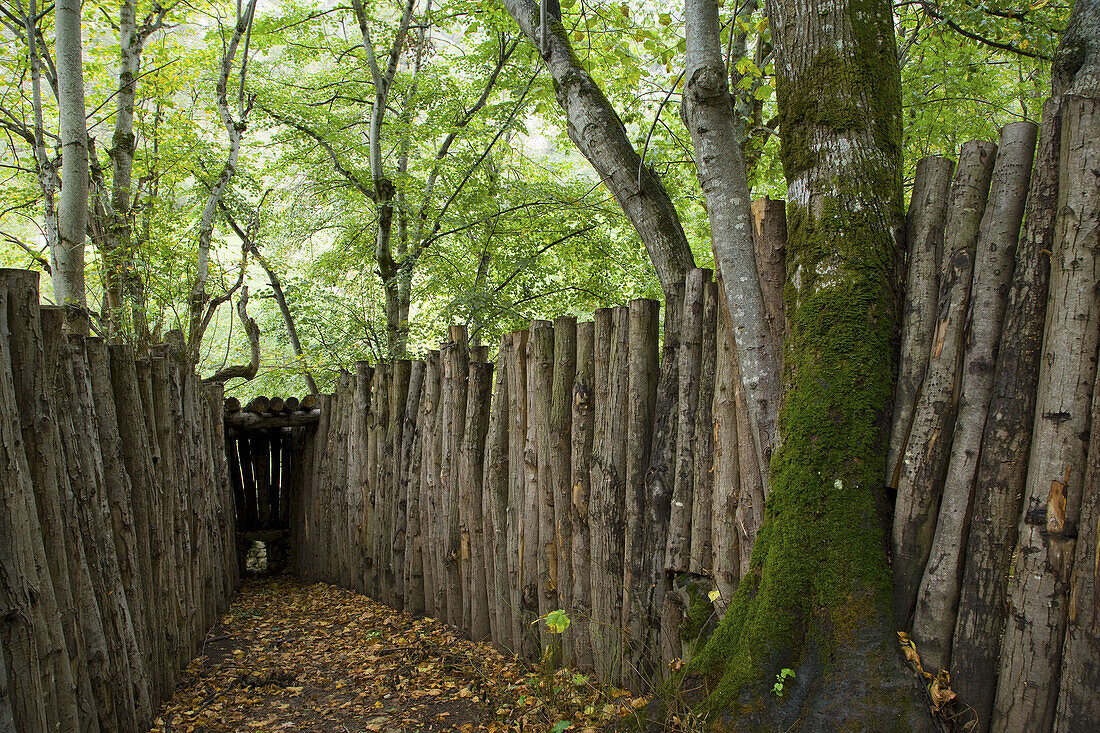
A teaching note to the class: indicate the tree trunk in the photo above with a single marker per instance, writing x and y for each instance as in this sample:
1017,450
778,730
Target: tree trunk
496,495
702,550
541,374
67,255
429,478
816,597
924,242
641,402
727,480
600,134
721,166
292,330
660,478
411,441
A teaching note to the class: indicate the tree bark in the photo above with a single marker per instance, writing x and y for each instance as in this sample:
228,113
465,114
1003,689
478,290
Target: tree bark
818,582
600,134
608,492
31,378
937,598
540,373
496,496
1078,707
1031,653
292,330
924,244
580,469
429,478
925,456
67,256
660,479
475,601
561,416
727,480
721,166
641,402
411,441
691,353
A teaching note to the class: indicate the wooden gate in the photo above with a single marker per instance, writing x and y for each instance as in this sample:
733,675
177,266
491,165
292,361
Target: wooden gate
263,453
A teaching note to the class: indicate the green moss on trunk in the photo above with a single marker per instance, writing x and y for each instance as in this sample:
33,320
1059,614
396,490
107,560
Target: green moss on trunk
817,594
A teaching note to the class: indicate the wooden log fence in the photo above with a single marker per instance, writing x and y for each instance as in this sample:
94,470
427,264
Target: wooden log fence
595,470
117,523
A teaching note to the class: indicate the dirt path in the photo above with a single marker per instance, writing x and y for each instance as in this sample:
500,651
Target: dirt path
294,657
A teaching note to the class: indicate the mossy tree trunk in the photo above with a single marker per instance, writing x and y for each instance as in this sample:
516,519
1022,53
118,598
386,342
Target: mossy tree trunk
816,598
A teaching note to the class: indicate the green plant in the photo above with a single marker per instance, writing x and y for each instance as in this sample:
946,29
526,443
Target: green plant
781,680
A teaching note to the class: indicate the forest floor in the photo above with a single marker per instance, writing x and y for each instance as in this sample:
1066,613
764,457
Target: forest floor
293,657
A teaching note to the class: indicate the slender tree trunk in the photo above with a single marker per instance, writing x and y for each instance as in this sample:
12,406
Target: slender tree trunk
924,458
580,468
292,330
67,256
721,168
924,241
1007,440
561,414
641,403
600,134
816,595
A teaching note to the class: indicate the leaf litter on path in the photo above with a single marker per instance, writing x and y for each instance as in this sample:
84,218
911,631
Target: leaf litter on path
288,656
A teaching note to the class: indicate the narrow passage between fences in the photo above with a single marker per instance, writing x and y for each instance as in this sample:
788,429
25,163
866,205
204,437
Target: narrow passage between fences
289,656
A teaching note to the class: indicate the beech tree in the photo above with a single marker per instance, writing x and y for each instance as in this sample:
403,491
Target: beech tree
816,598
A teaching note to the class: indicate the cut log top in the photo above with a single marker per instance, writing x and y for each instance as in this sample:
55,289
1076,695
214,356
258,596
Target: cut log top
252,420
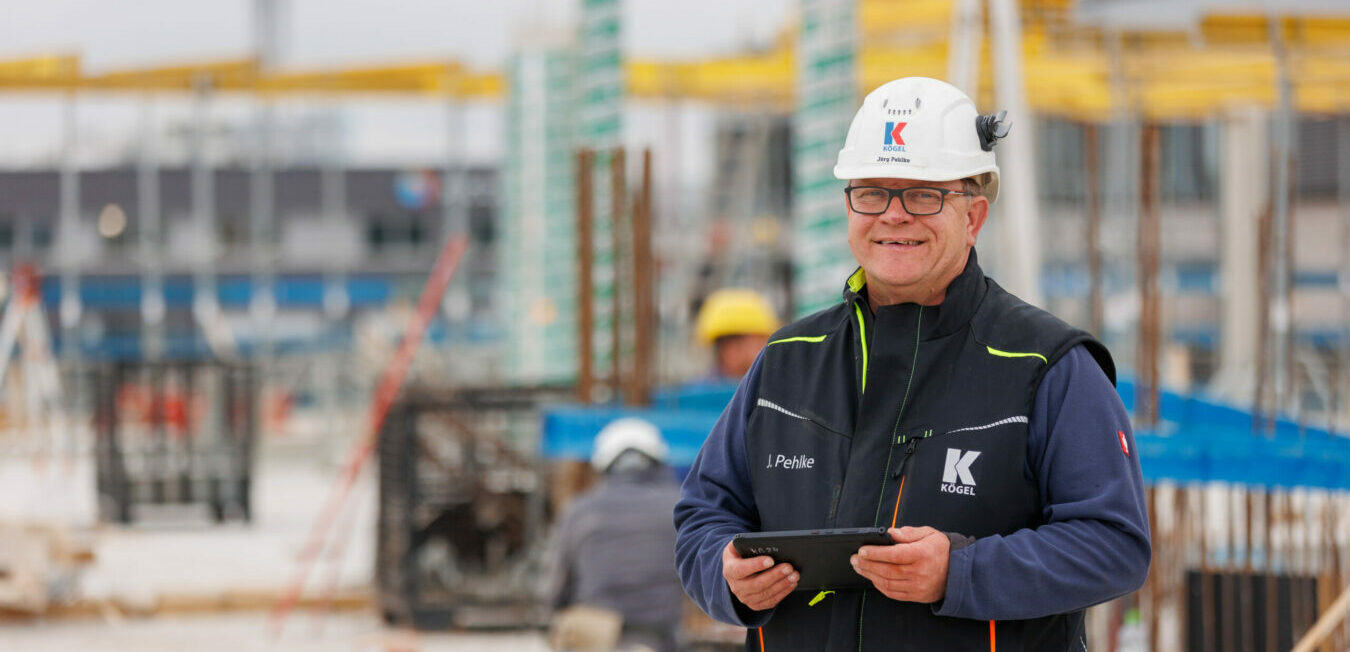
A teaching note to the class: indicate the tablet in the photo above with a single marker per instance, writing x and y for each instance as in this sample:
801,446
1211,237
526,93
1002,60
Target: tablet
820,555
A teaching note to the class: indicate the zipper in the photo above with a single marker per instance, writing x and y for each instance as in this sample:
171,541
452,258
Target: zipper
895,429
861,335
899,474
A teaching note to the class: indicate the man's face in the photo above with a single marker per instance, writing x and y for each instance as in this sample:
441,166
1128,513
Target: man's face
914,258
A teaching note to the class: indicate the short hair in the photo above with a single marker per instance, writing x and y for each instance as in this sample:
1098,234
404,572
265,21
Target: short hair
972,186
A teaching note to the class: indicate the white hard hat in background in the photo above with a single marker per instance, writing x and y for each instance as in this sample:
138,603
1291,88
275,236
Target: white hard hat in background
628,433
925,130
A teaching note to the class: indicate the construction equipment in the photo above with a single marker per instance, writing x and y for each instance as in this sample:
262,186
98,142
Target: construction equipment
178,432
462,506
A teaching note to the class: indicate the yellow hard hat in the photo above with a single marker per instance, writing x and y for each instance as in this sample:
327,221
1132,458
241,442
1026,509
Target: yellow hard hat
735,311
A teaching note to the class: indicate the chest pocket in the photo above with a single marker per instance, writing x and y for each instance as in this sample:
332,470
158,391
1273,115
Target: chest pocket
971,479
797,467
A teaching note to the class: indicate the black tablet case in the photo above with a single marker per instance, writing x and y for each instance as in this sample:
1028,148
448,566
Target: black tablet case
820,555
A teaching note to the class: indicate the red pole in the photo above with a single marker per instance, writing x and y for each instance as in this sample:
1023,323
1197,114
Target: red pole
385,393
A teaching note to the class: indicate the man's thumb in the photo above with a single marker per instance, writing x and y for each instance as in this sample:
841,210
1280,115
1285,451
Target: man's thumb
907,533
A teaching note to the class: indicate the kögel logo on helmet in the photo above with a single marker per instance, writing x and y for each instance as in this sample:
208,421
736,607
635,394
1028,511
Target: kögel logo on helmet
893,134
942,138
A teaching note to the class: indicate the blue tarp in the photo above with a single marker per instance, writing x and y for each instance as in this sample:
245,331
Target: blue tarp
1198,439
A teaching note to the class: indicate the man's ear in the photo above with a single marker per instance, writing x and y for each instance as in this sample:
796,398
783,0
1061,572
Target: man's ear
975,216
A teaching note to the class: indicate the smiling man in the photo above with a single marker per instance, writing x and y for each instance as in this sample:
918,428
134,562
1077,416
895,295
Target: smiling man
984,432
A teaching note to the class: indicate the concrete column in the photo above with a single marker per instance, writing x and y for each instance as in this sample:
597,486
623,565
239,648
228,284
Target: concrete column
1244,186
1018,205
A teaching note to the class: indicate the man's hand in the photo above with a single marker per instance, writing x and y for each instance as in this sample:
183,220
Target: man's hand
913,570
756,582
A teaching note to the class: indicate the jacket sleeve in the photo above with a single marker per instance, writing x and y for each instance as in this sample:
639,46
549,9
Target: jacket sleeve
1094,544
714,505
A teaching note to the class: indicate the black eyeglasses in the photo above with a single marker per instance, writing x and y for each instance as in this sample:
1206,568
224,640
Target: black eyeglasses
918,200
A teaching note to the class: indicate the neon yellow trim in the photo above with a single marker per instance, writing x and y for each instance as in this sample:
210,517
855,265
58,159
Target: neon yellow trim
1013,354
857,280
818,338
861,334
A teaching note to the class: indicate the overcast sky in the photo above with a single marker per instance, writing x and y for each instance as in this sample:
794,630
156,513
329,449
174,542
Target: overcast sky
112,35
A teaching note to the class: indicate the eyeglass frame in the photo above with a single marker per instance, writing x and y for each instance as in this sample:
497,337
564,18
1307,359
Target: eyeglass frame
899,192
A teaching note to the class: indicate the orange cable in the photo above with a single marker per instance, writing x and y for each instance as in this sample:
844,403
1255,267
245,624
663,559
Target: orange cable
898,494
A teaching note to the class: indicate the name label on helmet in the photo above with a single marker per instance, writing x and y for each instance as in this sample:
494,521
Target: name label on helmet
893,137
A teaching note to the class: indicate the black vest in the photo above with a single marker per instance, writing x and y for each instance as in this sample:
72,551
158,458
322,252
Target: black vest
914,416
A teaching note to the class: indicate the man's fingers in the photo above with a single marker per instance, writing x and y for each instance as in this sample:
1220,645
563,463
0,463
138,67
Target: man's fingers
737,567
758,582
910,535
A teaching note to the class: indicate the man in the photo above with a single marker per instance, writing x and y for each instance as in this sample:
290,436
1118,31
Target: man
736,323
984,432
609,563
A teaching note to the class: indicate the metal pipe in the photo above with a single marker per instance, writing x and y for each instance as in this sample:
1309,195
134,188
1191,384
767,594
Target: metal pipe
1092,197
644,304
1283,159
68,232
1342,388
617,205
585,285
1149,261
150,236
963,47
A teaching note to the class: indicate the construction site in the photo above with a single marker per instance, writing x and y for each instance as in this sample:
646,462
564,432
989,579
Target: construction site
305,344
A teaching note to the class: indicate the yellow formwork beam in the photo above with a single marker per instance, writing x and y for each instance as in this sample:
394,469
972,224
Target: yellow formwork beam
230,74
1222,62
47,72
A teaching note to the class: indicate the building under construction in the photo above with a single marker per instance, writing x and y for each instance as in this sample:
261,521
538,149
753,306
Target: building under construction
1177,182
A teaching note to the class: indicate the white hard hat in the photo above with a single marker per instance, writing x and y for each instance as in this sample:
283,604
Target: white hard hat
628,433
925,130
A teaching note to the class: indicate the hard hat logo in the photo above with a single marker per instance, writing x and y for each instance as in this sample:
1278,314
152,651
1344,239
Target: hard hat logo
893,134
942,138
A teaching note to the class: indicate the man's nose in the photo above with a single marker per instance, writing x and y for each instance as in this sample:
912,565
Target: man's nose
895,212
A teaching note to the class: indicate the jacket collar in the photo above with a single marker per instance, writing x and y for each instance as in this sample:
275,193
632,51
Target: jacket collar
963,297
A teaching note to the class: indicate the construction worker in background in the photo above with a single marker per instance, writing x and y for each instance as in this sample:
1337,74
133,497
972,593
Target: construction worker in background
984,432
736,323
609,577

********************

*Your objective:* The answer is to be the lines from the one holding "Target: jacket collar" through the end of the data above, transcribed character for character, both ends included.

*Result of the task:*
Target: jacket collar
963,297
A teaching note to the class: indicate the construction worker in background in the photo above with a single marker per instance, writing x and y for each instance as in this sample:
1337,74
133,497
972,593
Target: construction worker in background
984,432
736,323
609,577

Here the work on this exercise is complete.